Thursday, March 10, 2005

Now You See It, Then You Didn't

You recall last month I described in both written word and in spoken word Big Pat Daugherty's Super Super Bowl by the Bay Fete. (Isn't fete a wonderful word? Stop and savor it. Say it to yourself. Feel the fete flit across your face.)

Anyway here are some of Big Pat Daugherty's pictures. It was perhaps a unique event; thus, I share it with those of you still trapped in the ice and snow. Don't you go feeling bad about that ice and snow. I think it just means God ain't through with you yet. You are a work in progress, honey, and there's a long way to go.

Now as far as those of us being out here in the nice weather, as my granny used to say:

Jesus is satisfied with you.

Addendum: Click on that picture of the Golden Gate and it gets even bigger and more beautiful.

Super Bowl party? Oakies hoping when they make it to Napa there will be work in the fields? Might get cold tonight. Wouldn't want to be them. Posted by Hello

My television. Look closely. At the very bottom toward the right. Posted by Hello

Their television. Posted by Hello

I was cold when this picture was taken. I got colder. Posted by Hello

In spite of it all, we had 180 degrees of this. Posted by Hello

This was the point of it all. When the game grew too utterly dull, boring and trapped in sameness, we had only to look away. Posted by Hello

Tuesday, March 08, 2005

The Loneliness, The Freedom of Speech and of Canned Goods and of Every Other Damn Thing. But, Oh, the Toothaches

I have written very little about Bush these last few months. What's there to say that all my favorite liberal blogs aren't saying 106 times before I've had my first cup of coffee? (Of course, I live in California, so their fury, which arises with the sun, has had a good head start.)

I think something rude, my boys and girls have already said something far ruder. And footnoted it, too. I need only nod in agreement. If that is apathetic, well, I have some footnotes of my own to work on.

● Stated task:
Extend the blog post about the Super Bowl party and Bush beyond its last sentence. The data has no connection to the blog post.

● Raw data:
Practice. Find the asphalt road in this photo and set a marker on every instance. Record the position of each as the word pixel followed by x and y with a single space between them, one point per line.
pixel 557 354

● Response to the exercise:
Right now my wife and I are sitting back and letting out a sigh. We are thinking about the long haul, the fact this country certainly is in a kind of continental drift and the forces that are moving it are deep down. The fundamentalist Christians are numerous and motivated. The terrorists are out there trying to get in here and blow things up, which drives us past vigilance right on to paranoia and the excesses that come with that. The youth of America seem less and less committed to the Bill of Rights. Many forces collect, and those forces produce a vector, and that vector is toward the right.

One concludes this is going to continue for a while. One concludes that things will happen that will hurt, not just irritate. Lasting damage will be done. It won't be just a change in the cultural atmosphere and a general feeling of disquiet. People, plants and animals will be hurt; that's an elementary way of putting it. If you want to argue specifics, I'm in the book.

My wife and I have talked about this. We may not live to see a reversal, and it is intriguing to wonder just how "bad" -- and I put that in quotation marks to suggest it is a personal judgment -- things will get before things get better. Even the most optimistic of us must accept the possibility that some losses are permanent even if there is a reversal. We can certainly all agree on that. Some things are gone for good. I imagine Native Americans entertain that thought every day of their lives. So would the dodo if ....

I say all this to lead up to a recent and very minor revelation. On cable, I stumbled on Mel Gibson in "The Road Warrior," and I watched the last half of it. There the message was: Certain kinds of apocalyptic science fiction suggest that in the face of irretrievable loss one should fight with hope, vigor and a can-do spirit to salvage what one can. This is almost a cheerful state of affairs. We all recall that in the last "Terminator" movie all the efforts to avoid the destruction of the world fail. But that's okay. Go remnants of humanity. Beat those machines. Rah. Rah. Rah.

But I'm thinking that for many many viewers the idea of collective resistance to overwhelming disaster is really a secondary theme. I have always been more aware of other ways of looking at apocalyptic science fiction, particularly the narcissism inherent in much of it. In Vonnegut's "Cat's Cradle" the end of the world is welcomed by one of the minor characters because in his case life really is much better with less competition. That is one of the possible attractions of a world emptied by war or plague. The individual matters more than the society, particularly when you now have a chance to remake society in your own image. (I also suppose that there is the subliminal idea that if you survive the disaster, you have been judged worthy by god. Those other billions got what they deserved.)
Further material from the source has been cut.